[Extracted records]
>>>>
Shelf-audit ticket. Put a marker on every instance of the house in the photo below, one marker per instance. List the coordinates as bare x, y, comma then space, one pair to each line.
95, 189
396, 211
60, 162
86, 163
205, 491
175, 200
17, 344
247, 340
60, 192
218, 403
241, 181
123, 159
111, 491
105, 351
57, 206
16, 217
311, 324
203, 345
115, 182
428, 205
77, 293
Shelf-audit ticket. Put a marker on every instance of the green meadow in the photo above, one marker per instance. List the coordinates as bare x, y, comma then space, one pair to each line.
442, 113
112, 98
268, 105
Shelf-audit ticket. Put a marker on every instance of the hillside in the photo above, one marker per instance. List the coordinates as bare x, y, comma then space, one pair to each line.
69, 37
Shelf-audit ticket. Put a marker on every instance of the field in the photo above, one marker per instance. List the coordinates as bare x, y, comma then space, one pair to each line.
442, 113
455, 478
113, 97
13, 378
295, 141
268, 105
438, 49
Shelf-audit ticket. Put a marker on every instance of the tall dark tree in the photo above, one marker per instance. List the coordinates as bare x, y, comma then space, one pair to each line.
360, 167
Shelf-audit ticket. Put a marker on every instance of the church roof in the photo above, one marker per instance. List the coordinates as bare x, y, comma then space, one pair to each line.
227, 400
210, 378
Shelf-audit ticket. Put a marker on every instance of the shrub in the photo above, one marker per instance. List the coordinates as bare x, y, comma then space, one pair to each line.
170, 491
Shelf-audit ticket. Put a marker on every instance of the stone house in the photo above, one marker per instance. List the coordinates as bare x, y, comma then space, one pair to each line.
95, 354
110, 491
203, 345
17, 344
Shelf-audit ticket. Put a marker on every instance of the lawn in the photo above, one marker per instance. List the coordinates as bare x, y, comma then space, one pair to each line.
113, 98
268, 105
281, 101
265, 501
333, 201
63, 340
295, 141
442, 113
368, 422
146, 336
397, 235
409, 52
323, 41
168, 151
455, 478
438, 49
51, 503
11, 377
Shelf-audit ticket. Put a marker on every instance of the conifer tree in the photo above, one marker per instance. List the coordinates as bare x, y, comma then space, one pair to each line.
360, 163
<<<<
◆ **Work item**:
All the records above need to be output exactly, with none omitted.

◆ **Reply to the exercise**:
Shelf-audit ticket. Put a marker on every instance of the house in the photo below, one marker per instance. List the coordinates as bare x, y, comma then space, one pair to each line.
95, 189
396, 211
60, 162
86, 163
205, 491
175, 200
17, 344
247, 340
60, 192
218, 403
241, 181
123, 159
111, 491
105, 351
57, 206
16, 217
311, 324
203, 345
115, 182
428, 205
77, 293
Shelf-audit ticket. Put a marker on every instance of the green meadow in the photo above, one marker per instance. List the coordinates as bare x, y, comma then space, one pair to each line.
442, 113
112, 98
268, 105
Shelf-audit ticket. Put a marker on every instance of the hillside in the photo above, one marker per instance. List the coordinates as bare x, y, comma then space, one pair to each line.
69, 37
Shelf-audit ticket. Put a marker on every instance of the field in the photo above, one marker per instance. List the coordinates as bare x, y, comma then space, one pair to each line.
442, 113
455, 478
113, 97
13, 378
295, 141
268, 105
438, 49
Shelf-audit ticket. Put a marker on every instance of the tall dark tree in the photo above, one marker per instance. List the coordinates as bare x, y, comma then space, one pair to each line.
360, 167
Shelf-audit ticket. Put a marker on every instance of the church roof in the photo above, one marker per instance. List the coordinates as bare x, y, comma then space, one pair to each line.
227, 400
210, 378
Shelf-audit ticket. Put a marker on every instance of the shrub in the photo above, one marker per instance. List the coordinates as bare x, y, comma then space, one pair to each line.
170, 491
Shelf-audit ticket. Put a marker on every instance of the stone house in the photo above, one marker per instance. List the coordinates as bare x, y, comma then space, one pair to each line.
95, 354
110, 491
203, 345
17, 344
Shelf-audit ticket. Put a marker on every instance of the lawn in the photo above, one marker per instance. List the coordinates as bare x, y, comma then space, one pair to each line.
113, 98
268, 105
281, 101
265, 501
333, 201
63, 340
295, 141
442, 113
368, 422
146, 336
397, 235
409, 52
323, 41
168, 151
455, 478
438, 49
51, 503
11, 377
Shelf-audit ticket. Put a marker on every instance of the conifer tree in the photo above, one marker per instance. List the coordinates as bare x, y, comma then space, one pair to each line.
360, 163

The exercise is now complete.